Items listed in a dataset
- - - - - - -
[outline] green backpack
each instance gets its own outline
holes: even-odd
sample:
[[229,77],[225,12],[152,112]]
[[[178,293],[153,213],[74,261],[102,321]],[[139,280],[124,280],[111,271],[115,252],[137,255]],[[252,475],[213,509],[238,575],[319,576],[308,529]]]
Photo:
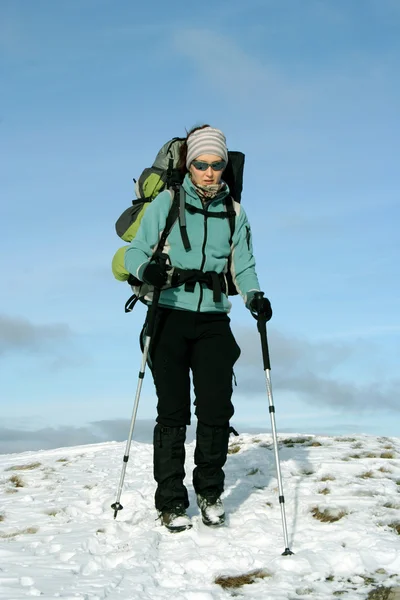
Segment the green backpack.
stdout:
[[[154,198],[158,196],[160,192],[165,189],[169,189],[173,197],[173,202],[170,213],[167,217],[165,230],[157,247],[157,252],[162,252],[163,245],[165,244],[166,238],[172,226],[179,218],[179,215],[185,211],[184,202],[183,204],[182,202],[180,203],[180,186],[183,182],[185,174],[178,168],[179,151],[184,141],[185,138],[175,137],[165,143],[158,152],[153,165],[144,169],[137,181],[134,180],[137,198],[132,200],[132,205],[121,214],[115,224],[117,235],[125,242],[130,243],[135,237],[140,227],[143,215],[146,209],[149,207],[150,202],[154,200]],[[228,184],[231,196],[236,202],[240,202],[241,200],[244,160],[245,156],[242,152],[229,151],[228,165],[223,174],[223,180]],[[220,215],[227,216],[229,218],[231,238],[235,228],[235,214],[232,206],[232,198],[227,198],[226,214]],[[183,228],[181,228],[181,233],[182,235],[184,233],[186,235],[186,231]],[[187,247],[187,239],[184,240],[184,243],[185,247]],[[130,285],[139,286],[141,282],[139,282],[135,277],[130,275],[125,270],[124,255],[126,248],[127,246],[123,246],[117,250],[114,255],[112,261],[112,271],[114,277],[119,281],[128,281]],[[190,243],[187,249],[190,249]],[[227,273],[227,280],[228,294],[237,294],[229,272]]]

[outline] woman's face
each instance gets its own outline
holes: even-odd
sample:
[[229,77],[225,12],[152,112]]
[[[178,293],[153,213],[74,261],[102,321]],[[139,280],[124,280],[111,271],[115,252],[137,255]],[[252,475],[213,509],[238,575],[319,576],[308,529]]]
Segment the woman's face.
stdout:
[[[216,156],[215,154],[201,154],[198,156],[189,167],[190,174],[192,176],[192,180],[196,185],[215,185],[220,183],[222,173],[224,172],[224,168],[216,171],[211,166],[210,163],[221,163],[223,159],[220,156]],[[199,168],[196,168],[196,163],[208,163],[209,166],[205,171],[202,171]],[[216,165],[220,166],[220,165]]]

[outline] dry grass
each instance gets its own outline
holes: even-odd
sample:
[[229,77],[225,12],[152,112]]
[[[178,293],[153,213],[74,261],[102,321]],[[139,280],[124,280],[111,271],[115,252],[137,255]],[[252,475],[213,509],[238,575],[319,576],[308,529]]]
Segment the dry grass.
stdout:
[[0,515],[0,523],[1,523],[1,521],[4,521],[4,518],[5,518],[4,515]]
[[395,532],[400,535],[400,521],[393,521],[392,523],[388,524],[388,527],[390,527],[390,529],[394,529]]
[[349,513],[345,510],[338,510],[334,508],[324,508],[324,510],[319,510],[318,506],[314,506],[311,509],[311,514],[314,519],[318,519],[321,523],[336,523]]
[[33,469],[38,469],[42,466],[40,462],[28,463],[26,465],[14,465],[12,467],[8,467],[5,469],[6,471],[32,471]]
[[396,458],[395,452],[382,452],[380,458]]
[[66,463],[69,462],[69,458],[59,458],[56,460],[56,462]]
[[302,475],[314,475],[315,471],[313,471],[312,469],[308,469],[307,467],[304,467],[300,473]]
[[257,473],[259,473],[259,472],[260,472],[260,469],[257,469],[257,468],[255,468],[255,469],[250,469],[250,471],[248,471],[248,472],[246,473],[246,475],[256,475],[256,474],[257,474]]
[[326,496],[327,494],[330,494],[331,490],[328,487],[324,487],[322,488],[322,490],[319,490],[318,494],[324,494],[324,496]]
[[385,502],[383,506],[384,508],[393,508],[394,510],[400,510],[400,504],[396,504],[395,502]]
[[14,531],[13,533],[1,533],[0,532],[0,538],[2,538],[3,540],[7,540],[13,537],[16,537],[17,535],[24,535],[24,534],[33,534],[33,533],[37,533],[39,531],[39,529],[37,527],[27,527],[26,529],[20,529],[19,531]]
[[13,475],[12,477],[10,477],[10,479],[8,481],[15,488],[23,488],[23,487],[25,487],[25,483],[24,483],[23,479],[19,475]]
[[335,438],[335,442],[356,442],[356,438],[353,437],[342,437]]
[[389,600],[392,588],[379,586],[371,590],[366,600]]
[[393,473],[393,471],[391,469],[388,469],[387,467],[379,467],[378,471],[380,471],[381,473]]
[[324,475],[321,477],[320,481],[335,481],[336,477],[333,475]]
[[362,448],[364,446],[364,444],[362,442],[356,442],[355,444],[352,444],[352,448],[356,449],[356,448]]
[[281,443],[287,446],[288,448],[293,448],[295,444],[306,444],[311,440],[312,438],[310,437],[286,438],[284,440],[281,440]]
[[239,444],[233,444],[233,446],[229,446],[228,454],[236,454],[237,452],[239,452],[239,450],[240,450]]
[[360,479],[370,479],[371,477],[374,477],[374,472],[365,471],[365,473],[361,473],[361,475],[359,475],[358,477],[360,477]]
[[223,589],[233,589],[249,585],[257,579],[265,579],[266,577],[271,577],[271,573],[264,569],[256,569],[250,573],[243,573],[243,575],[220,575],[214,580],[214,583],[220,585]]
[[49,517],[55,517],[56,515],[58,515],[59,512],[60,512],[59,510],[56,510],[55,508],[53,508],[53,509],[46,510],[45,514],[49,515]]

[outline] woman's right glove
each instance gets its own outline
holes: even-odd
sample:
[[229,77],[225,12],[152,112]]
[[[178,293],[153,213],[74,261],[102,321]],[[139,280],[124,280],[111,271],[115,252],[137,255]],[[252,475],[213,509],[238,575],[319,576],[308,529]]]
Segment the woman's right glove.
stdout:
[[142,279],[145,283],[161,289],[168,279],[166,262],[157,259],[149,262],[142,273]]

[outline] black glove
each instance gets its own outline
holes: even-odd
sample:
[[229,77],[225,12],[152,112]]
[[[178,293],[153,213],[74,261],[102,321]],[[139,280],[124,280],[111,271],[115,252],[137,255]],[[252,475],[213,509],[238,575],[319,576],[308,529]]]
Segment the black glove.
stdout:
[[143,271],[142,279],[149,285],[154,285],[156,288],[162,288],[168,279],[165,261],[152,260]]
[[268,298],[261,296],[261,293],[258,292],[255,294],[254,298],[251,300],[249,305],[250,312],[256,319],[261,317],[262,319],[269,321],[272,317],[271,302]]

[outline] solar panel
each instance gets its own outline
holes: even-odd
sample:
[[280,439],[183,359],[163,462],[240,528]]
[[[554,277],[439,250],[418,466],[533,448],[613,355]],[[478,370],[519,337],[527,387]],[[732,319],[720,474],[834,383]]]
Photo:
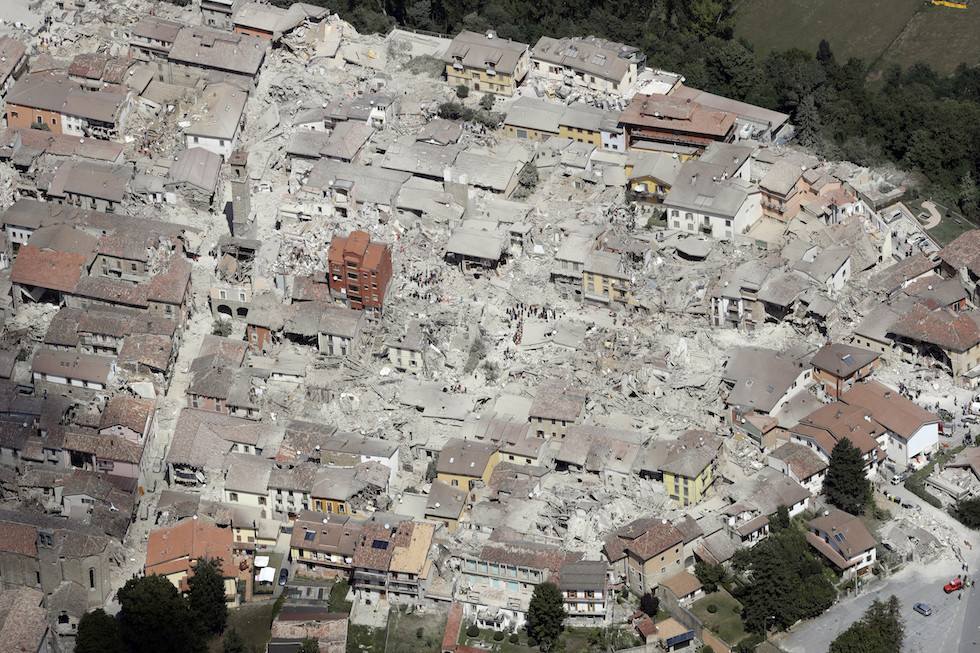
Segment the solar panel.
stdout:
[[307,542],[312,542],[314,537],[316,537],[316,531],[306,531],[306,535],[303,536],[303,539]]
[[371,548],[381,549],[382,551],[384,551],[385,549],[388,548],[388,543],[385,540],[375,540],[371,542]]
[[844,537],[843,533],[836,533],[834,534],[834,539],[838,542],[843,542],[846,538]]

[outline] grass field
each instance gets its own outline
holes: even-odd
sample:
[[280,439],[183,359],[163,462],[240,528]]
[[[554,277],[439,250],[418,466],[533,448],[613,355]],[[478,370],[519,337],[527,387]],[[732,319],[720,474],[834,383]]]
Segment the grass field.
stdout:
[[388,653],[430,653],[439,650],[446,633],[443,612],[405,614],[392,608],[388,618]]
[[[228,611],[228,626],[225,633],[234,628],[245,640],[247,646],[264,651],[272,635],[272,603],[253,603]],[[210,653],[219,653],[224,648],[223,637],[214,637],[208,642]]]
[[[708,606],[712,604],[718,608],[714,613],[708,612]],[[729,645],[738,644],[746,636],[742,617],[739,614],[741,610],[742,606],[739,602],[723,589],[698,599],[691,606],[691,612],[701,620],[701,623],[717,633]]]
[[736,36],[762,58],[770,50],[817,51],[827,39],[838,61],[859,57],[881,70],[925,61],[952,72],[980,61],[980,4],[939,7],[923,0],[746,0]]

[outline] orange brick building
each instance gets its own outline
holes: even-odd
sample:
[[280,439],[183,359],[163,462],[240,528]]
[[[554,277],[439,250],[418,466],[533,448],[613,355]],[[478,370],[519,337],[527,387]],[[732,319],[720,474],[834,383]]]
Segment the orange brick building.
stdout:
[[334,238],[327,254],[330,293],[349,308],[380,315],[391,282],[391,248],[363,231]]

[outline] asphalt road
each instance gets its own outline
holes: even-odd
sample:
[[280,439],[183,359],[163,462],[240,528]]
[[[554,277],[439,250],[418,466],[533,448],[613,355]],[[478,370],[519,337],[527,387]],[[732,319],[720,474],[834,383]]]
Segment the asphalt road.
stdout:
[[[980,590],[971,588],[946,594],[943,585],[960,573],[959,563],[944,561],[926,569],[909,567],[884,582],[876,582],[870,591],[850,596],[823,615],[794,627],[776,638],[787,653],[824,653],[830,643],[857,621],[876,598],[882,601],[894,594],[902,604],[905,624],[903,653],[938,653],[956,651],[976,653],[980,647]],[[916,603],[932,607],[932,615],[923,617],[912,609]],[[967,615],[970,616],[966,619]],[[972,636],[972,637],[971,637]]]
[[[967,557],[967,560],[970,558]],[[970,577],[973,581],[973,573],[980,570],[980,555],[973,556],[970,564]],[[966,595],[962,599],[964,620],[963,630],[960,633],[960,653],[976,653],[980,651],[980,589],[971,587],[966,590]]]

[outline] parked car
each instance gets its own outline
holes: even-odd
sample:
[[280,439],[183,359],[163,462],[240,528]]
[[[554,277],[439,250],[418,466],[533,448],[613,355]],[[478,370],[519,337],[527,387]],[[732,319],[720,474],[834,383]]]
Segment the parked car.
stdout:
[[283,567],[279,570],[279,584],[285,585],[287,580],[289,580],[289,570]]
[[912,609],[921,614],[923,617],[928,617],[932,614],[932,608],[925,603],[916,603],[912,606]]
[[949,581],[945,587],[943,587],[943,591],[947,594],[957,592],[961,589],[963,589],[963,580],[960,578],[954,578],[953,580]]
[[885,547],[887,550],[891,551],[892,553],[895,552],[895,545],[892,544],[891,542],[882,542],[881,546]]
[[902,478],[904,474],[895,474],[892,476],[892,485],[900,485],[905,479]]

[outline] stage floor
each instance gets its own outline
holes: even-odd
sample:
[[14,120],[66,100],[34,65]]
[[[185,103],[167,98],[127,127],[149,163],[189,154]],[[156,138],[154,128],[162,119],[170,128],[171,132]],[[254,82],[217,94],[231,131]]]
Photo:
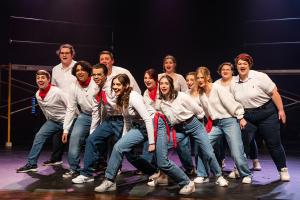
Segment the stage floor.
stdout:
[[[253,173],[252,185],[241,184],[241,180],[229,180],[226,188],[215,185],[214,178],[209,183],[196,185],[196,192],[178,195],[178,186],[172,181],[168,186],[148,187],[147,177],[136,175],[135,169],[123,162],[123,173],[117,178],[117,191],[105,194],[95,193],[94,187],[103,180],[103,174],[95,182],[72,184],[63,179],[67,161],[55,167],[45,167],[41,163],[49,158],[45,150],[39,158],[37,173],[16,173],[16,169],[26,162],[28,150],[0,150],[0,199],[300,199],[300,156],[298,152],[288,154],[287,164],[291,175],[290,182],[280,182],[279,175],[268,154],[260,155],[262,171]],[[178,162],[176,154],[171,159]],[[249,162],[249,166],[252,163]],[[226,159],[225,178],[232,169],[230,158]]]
- - - - - - -
> _WHAT THIS TASK INVOLVES_: Once the line containing "[outline] stage floor" is located, write out exactly that line and each one after it to the end of the records above, excluding pictures and nothing else.

> _SOLUTION BELOW_:
[outline] stage floor
each instance gets its own outline
holes: even-odd
sample:
[[14,120],[66,100],[34,65]]
[[[185,103],[167,98],[127,127],[149,163],[189,154]],[[156,138],[154,128],[162,119],[170,128],[171,132]],[[254,82],[217,94],[231,131]]]
Photo:
Segment the stage floor.
stdout:
[[[253,173],[252,185],[241,184],[241,180],[229,180],[226,188],[215,185],[214,178],[209,183],[196,185],[196,192],[178,195],[178,186],[172,181],[168,186],[148,187],[147,177],[136,175],[135,169],[123,162],[123,173],[117,178],[117,191],[105,194],[95,193],[94,187],[103,180],[103,174],[95,182],[72,184],[63,179],[67,161],[55,167],[45,167],[41,163],[49,158],[45,150],[39,158],[37,173],[16,173],[16,169],[26,162],[28,150],[0,150],[0,199],[300,199],[300,156],[298,152],[288,154],[287,164],[291,175],[290,182],[280,182],[279,175],[268,154],[260,155],[262,171]],[[178,162],[176,154],[171,159]],[[249,162],[249,166],[252,163]],[[226,159],[225,178],[232,169],[230,158]]]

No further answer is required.